As he materializes, the bullet is clearly leaving his chest and travelling away from him, it's an exit wound. The bullet would have entered just before the time travel started and because it was inside the body surrounded by flesh it was able to travel through time with him, and because it was moving, it continued it's path and exited through his chest.


----------



## vertigo235 (Oct 27, 2000)

Of course they have blown the whold metal time traveling thing too when the head from cromarte traveled to the future from the vault time machine.


----------



## mrmike (May 2, 2001)

vertigo235 said:


> Of course they have blown the whold metal time traveling thing too when the head from cromarte traveled to the future from the vault time machine.


Nah, the flesh was torn and got vaporized in transit, but survived long enough to let the metal through. Or something like that.

(Actually, I'd have to rewatch the scene to see if they show him sans flesh after plasma gun and before the poof, but it could almost make sense)


----------



## busyba (Feb 5, 2003)

Who was the actress that played the pregnant girl? She looked kinda familiar.

And good god, is she having triplets?  I haven't seen a chick on TV that fat since Leah Rimini!


----------



## mrmike (May 2, 2001)

busyba said:


> Who was the actress that played the pregnant girl? She looked kinda familiar.
> 
> And good god, is she having triplets?  I haven't seen a chick on TV that fat since Leah Rimini!


Busy Phillips IIRC. She was really pregnant (or at least she recently (Aug) gave birth, so I assume).

eta:


----------



## pjenkins (Mar 8, 1999)

she was on Freaks & Geeks


----------



## busyba (Feb 5, 2003)

mrmike said:


> Busy Phillips IIRC.


Ah, okay, now I know why she looked familiar... she was in an episode of "How I Met Your Mother". She was one of two girls that Ted almost had a threesome with.


----------



## jehma (Jan 22, 2003)

busyba said:


> Ah, okay, now I know why she looked familiar... she was in an episode of "How I Met Your Mother". She was one of two girls that Ted almost had a threesome with.


She was also on ER for a while.


----------



## heySkippy (Jul 2, 2001)

I was not impressed with this episode. I like the subplot with Ellison and Charley and his wife, but I'm not liking the severe swerve into implausibility where Sara and Cameron get jobs at the nuke plant because some guy from the future showed up with just enough life in him to tell them to check it out and oh by the way they get to kill yet another newly introduced Terminator.

Yeah, the whole show is the very definition of implausible, but there's no need for new OMG plot twists like that every week. I can deal with Cameron having teenage-terminator-angst for a while longer, but I hope that settles down as well.

All in all, a weak follow-up to a strong season debut.


----------



## atrac (Feb 27, 2002)

mrmike said:


> Busy Phillips IIRC. She was really pregnant (or at least she recently (Aug) gave birth, so I assume).


Well, there you have it. LOL I thought it was one of the Dixie Chicks (Natalie Maines to be more precise!).

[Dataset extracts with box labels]

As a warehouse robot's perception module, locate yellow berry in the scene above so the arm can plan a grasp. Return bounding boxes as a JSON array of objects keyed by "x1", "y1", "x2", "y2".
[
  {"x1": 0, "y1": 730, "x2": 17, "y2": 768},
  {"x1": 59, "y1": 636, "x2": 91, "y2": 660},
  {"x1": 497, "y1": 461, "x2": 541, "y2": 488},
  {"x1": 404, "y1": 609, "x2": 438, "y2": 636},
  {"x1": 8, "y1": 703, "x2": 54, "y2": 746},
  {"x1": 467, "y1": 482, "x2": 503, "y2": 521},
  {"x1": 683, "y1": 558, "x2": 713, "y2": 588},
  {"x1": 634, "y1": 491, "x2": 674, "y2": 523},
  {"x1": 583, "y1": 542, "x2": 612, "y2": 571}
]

**Exercise requirements**:
Copy the forum thread word for word from "## heySkippy (Jul" to "(Feb 27, 2002)".

**Result of this task**:
## heySkippy (Jul 2, 2001)

I was not impressed with this episode. I like the subplot with Ellison and Charley and his wife, but I'm not liking the severe swerve into implausibility where Sara and Cameron get jobs at the nuke plant because some guy from the future showed up with just enough life in him to tell them to check it out and oh by the way they get to kill yet another newly introduced Terminator.

Yeah, the whole show is the very definition of implausible, but there's no need for new OMG plot twists like that every week. I can deal with Cameron having teenage-terminator-angst for a while longer, but I hope that settles down as well.

All in all, a weak follow-up to a strong season debut.


----------



## atrac (Feb 27, 2002)